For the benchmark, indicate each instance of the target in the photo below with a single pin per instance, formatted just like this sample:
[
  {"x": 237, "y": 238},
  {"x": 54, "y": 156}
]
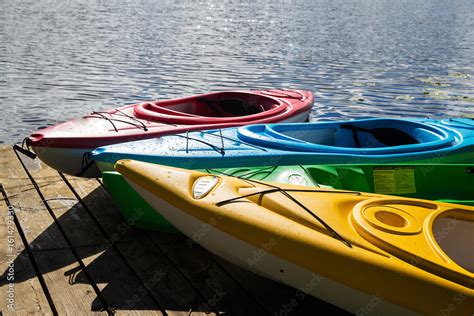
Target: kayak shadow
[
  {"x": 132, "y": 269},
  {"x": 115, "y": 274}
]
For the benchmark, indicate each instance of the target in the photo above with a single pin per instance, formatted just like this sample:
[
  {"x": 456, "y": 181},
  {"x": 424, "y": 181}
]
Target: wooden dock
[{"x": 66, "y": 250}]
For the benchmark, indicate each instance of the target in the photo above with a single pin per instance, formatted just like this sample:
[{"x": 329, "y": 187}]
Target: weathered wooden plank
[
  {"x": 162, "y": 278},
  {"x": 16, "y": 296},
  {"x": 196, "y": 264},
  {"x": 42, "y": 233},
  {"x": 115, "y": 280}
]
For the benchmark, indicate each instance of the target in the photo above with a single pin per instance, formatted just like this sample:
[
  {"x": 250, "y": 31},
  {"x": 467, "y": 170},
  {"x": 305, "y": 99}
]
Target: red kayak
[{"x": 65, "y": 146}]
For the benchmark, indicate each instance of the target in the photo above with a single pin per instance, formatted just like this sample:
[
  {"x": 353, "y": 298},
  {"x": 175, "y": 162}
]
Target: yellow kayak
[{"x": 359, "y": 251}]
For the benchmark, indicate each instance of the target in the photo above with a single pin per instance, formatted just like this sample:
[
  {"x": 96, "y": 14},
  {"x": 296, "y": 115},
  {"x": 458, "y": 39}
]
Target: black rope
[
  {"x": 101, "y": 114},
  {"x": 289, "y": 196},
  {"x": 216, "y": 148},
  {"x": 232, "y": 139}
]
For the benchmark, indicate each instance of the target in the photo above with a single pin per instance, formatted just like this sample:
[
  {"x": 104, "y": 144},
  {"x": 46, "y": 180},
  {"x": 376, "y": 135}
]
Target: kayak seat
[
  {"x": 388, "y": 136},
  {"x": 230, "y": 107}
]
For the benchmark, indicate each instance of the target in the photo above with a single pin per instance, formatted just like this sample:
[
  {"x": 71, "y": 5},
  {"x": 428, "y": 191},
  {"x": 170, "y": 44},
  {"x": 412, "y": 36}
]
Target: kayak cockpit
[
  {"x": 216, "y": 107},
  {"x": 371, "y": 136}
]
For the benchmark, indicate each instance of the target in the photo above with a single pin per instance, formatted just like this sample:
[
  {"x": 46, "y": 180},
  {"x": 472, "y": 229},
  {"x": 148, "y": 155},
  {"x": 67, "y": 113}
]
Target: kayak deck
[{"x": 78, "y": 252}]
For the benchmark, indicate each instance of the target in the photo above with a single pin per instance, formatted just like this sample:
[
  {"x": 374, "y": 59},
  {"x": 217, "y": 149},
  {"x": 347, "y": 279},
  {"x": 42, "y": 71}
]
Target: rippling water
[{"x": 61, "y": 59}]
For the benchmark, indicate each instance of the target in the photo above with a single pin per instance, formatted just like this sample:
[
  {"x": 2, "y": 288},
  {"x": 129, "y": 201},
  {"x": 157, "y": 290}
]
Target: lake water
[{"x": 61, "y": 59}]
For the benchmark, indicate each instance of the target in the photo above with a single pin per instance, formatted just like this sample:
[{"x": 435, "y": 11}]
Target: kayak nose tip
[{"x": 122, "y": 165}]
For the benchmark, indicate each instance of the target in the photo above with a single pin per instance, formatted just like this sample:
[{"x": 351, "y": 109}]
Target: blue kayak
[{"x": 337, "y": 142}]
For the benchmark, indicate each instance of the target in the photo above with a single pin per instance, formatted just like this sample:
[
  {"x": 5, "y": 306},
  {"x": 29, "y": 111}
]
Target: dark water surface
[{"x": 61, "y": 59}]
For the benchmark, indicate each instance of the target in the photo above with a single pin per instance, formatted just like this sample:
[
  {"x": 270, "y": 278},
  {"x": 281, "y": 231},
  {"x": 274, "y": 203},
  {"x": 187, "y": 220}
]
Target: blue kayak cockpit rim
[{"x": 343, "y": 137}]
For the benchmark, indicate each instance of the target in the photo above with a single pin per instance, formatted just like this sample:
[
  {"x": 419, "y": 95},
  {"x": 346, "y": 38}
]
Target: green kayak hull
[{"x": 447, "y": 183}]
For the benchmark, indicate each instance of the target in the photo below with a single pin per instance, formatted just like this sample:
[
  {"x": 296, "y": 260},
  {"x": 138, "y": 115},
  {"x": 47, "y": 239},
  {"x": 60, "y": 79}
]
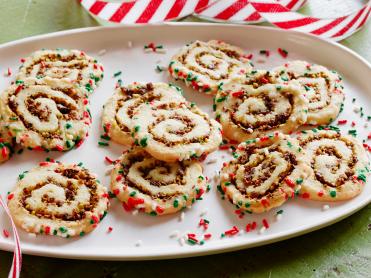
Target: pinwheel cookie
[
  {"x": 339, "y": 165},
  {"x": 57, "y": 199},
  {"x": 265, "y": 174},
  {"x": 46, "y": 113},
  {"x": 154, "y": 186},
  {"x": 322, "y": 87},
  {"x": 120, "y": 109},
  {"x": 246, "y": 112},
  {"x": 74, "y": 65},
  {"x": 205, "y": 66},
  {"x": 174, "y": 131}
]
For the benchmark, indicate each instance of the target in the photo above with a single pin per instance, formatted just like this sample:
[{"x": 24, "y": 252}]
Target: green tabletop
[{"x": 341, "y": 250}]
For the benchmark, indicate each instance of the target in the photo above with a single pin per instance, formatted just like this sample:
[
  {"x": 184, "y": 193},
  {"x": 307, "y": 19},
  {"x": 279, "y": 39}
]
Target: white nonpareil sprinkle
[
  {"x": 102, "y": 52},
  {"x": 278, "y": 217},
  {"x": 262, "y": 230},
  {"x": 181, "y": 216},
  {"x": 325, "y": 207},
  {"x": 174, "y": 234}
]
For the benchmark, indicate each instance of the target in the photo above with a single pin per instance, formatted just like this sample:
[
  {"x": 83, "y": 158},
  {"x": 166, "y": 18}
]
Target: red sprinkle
#####
◆ WHAT THE EXERCISE ASKS ◆
Quote all the records verbatim, dropping any pictures from your copy.

◆ ANSWER TO THIS PROBLEM ◆
For the benchmark, indicate each instance of the target in the photo below with a single pin per instance, formatted just like this sample:
[
  {"x": 237, "y": 238},
  {"x": 54, "y": 156}
]
Target: kayak shadow
[
  {"x": 132, "y": 269},
  {"x": 115, "y": 274}
]
For the benchmark, indicate each instance of the target in the photo above with a single pin per instance, formatted just like this sample:
[
  {"x": 456, "y": 181},
  {"x": 424, "y": 181}
]
Target: wooden dock
[{"x": 66, "y": 250}]
For the benchmark, indicate each instance of the target in the photo above with a single pin per instance, formatted just like this sample:
[{"x": 329, "y": 187}]
Target: weathered wooden plank
[
  {"x": 162, "y": 278},
  {"x": 16, "y": 296},
  {"x": 196, "y": 264},
  {"x": 42, "y": 233},
  {"x": 115, "y": 280}
]
For the benchmark, indicate each instance of the target in the photo above with a single pin per instance, formatted just like this sample:
[
  {"x": 250, "y": 31},
  {"x": 467, "y": 170},
  {"x": 305, "y": 99}
]
Target: red kayak
[{"x": 65, "y": 146}]
For the benchmark, indicate each instance of the target in the photo above with a single pin per instance, formatted just like this sample:
[
  {"x": 353, "y": 298},
  {"x": 175, "y": 162}
]
Target: yellow kayak
[{"x": 359, "y": 251}]
For the benchmark, indicate each instance of the target in the photo above with a single pin per instance, formatted just like this sample:
[
  {"x": 96, "y": 14},
  {"x": 296, "y": 115},
  {"x": 458, "y": 39}
]
Target: black rope
[
  {"x": 101, "y": 114},
  {"x": 289, "y": 196},
  {"x": 216, "y": 148},
  {"x": 232, "y": 139}
]
For the benchmark, indicate each instance of the target in the photo above with a single pin per instance, formatted just like this sample:
[
  {"x": 104, "y": 144},
  {"x": 46, "y": 180},
  {"x": 376, "y": 135}
]
Target: kayak seat
[
  {"x": 388, "y": 136},
  {"x": 230, "y": 107}
]
For the benchmark, indicate each instance of the target in the photo above with a single pin per instance, formatted just like this sample:
[
  {"x": 71, "y": 5},
  {"x": 428, "y": 191},
  {"x": 170, "y": 44},
  {"x": 412, "y": 36}
]
Target: kayak cockpit
[
  {"x": 216, "y": 107},
  {"x": 371, "y": 136}
]
For the benchmark, indicate each instance of the target in the photo above with a single pin per instance, formatted just like this sample:
[
  {"x": 46, "y": 180},
  {"x": 472, "y": 229},
  {"x": 148, "y": 155},
  {"x": 67, "y": 113}
]
Target: kayak deck
[{"x": 78, "y": 252}]
For the benchmark, indicate each instance of the target in the photo above with a single pin per instance, formatted just like this sample:
[
  {"x": 374, "y": 59},
  {"x": 217, "y": 149},
  {"x": 347, "y": 279},
  {"x": 42, "y": 71}
]
Target: rippling water
[{"x": 61, "y": 59}]
For the benchmark, indicate each instance of the target in the photo above with a single pin per instance, formatted just like this sample:
[
  {"x": 2, "y": 288},
  {"x": 129, "y": 201},
  {"x": 157, "y": 290}
]
Target: lake water
[{"x": 61, "y": 59}]
For the benchmark, indicate each instance of the target in the photo above with a single pin per instance, formatted just like this sample:
[{"x": 435, "y": 11}]
Target: kayak nose tip
[{"x": 122, "y": 165}]
For the benchmark, indicate each instance of the target in the photo above with a single pin per instance, formatted just like this sample:
[{"x": 351, "y": 109}]
Target: blue kayak
[{"x": 337, "y": 142}]
For the benchmark, indicate each instance of the target in the photo above with a single pin per instance, formatted just like this sample:
[
  {"x": 5, "y": 306},
  {"x": 29, "y": 111}
]
Target: dark water surface
[{"x": 61, "y": 59}]
For the benchmark, indicate each instance of the target in the photo above with a single pin per instance, formatted just like this sample:
[
  {"x": 270, "y": 278},
  {"x": 281, "y": 231},
  {"x": 274, "y": 203},
  {"x": 187, "y": 220}
]
Target: blue kayak cockpit rim
[{"x": 343, "y": 137}]
For the benchmark, indicate each instance of the target in the photo above with a single pin per instance, formatted just like this sample:
[
  {"x": 419, "y": 95},
  {"x": 346, "y": 38}
]
Target: green kayak hull
[{"x": 447, "y": 183}]
For the benchmark, indicate each instance of the target in the photo below with a single pin per instance, formatted just like this sample:
[
  {"x": 296, "y": 260},
  {"x": 138, "y": 115},
  {"x": 47, "y": 239},
  {"x": 60, "y": 79}
]
Target: pinwheel cookie
[
  {"x": 339, "y": 165},
  {"x": 57, "y": 199},
  {"x": 265, "y": 174},
  {"x": 46, "y": 113},
  {"x": 154, "y": 186},
  {"x": 322, "y": 87},
  {"x": 120, "y": 109},
  {"x": 246, "y": 112},
  {"x": 74, "y": 65},
  {"x": 205, "y": 66},
  {"x": 174, "y": 131}
]
For the benchmark, indicate each instance of the target in the photo above with a single pin per instance, formatted just like this sample:
[{"x": 24, "y": 252}]
Target: green tabletop
[{"x": 341, "y": 250}]
For the benchmark, indicate each instance of the target in the photo above with a single pin per instance, formatted just like this sample:
[
  {"x": 184, "y": 193},
  {"x": 307, "y": 19},
  {"x": 279, "y": 39}
]
Target: white nonpareil sprinkle
[
  {"x": 102, "y": 52},
  {"x": 278, "y": 217},
  {"x": 262, "y": 230},
  {"x": 181, "y": 216},
  {"x": 325, "y": 207},
  {"x": 174, "y": 234}
]
For the benchmark, indicate each instance of the target in the photo above with a single pin per instance, formatted just like this sample:
[
  {"x": 83, "y": 158},
  {"x": 166, "y": 18}
]
Target: red sprinkle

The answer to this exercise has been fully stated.